> CONSIGNES DE TRAVAIL:
A) Dupliquez mot pour mot le passage du texte sur l'étalement urbain lyonnais qui commence à « Aux frontières de » et se termine à « la loi Zan. ».
B) Reprenez le texte sur l'étalement urbain lyonnais à partir de sa dernière phrase et rédigez-en la suite.

> SÉLECTION:
---

La France, et l’agglomération lyonnaise n’échappe pas à la règle, a pris ses aises. Les aires urbaines couvrent aujourd’hui 22 % du territoire contre 7 % en 1936. Depuis 1981, l’artificialisation des sols a progressé de 70 %. Lyon a plutôt été épargné. Les grandes opérations immobilières des derniers mandats ont principalement reposé sur la requalification de friches industrielles à la Confluence, au Carré de Soie ou à Gerland. En revanche, la métropole de Lyon s’est étalée. Sur les dix dernières années, celle-ci a consommé en moyenne 82,8 hectares par an, 8 300 terrains de foot ou l’équivalent de la moitié du 1er arrondissement. Un chiffre qui tend à diminuer. Entre 1990 et 2006, la collectivité tournait à un rythme de 90 hectares bétonnés chaque année. À l’époque, l’artificialisation se faisait principalement au détriment de terrains agricoles. Sur la dernière décennie, c’est l’Est lyonnais qui a le plus grappillé de terrain à la nature.

Haro sur la France Plaza

Aux frontières de la métropole, le phénomène est encore plus prégnant. L’étalement urbain s’est accéléré sur un arc de cercle allant de Brignais au plateau de la Dombes et passant par la périphérie de Vienne. Proches de Lyon et avec des prix plus abordables, ces territoires ont vu s’installer de nombreuses familles quittant le cœur de l’agglomération ces dix dernières années. Les projets de lotissement s’y sont multipliés. “Le symbole de la maison individuelle est fortement ancré dans l’esprit des gens en France”, regrette Michel Le Faou. Un phénomène que le politologue et essayiste Jérôme Fourquet qualifie de France Plaza, du nom de l’agent immobilier star de la télévision, et qui repose sur le pavillon avec jardin et barbecue. C’est justement ce modèle périurbain que veut combattre la loi Zan.

---

> EXTRAITS DE DONNÉES:

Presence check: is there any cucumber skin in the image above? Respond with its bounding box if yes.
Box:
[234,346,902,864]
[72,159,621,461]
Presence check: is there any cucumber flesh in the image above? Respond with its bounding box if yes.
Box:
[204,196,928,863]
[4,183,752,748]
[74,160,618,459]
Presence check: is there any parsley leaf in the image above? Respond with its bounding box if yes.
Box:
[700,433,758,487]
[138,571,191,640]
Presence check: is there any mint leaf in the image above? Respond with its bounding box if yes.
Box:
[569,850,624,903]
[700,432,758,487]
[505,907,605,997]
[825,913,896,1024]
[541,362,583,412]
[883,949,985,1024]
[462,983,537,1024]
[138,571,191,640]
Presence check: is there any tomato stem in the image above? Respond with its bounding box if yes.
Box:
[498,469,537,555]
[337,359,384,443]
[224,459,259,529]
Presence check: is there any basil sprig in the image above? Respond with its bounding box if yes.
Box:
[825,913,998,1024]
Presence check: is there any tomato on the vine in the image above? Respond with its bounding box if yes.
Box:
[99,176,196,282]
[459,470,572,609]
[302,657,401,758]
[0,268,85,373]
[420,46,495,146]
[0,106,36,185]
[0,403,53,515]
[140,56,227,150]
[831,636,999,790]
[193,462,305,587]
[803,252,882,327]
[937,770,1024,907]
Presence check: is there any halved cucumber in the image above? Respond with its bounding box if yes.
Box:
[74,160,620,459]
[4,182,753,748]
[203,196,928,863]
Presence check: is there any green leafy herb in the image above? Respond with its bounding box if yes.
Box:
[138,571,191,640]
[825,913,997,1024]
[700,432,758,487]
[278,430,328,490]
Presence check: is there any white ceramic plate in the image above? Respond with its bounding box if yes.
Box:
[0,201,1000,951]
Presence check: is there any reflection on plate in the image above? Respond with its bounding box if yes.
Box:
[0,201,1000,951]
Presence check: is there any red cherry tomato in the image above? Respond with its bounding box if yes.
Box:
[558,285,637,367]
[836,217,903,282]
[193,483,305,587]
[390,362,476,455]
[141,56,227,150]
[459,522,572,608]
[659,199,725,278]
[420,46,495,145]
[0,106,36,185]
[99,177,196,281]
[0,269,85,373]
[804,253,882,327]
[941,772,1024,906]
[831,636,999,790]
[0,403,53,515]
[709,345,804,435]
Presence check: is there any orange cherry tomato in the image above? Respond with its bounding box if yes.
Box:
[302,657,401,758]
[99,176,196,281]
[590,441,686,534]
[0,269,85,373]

---

> RÉPONSES:
A)
Aux frontières de la métropole, le phénomène est encore plus prégnant. L’étalement urbain s’est accéléré sur un arc de cercle allant de Brignais au plateau de la Dombes et passant par la périphérie de Vienne. Proches de Lyon et avec des prix plus abordables, ces territoires ont vu s’installer de nombreuses familles quittant le cœur de l’agglomération ces dix dernières années. Les projets de lotissement s’y sont multipliés. “Le symbole de la maison individuelle est fortement ancré dans l’esprit des gens en France”, regrette Michel Le Faou. Un phénomène que le politologue et essayiste Jérôme Fourquet qualifie de France Plaza, du nom de l’agent immobilier star de la télévision, et qui repose sur le pavillon avec jardin et barbecue. C’est justement ce modèle périurbain que veut combattre la loi Zan.

B)
En cœur de métropole lyonnaise, le Zan devrait finalement s’appliquer assez facilement. Les surfaces disponibles pour lancer de nouveaux projets immobiliers sont rares. La plupart des programmes de logement se construisent désormais en détruisant d’abord d’anciennes maisons individuelles ou copropriétés de deux étages ou moins. La ville se reconstruit sur elle-même. La nouvelle révision du plan local d’urbanisme lancée par les écologistes prévoit d’autoriser la construction d’immeubles plus haut pour rentabiliser un foncier qui se fait rare. Pour ses nouveaux projets, elle cible en priorité des terrains déjà urbanisés. La Métropole lance ainsi la création de près de sept cents logements étudiants à Bron, dans le campus de Lyon 2, sur un terrain jusque-là utilisé comme parking. “Le Zan, ce n’est pas ne plus construire, c’est tout simplement mieux construire”, sourit Benjamin Badouard, coprésident du groupe écologiste au conseil métropolitain. La recette lyonnaise qui repose sur la densification ne sera toutefois pas transposable sur l’ensemble du territoire métropolitain.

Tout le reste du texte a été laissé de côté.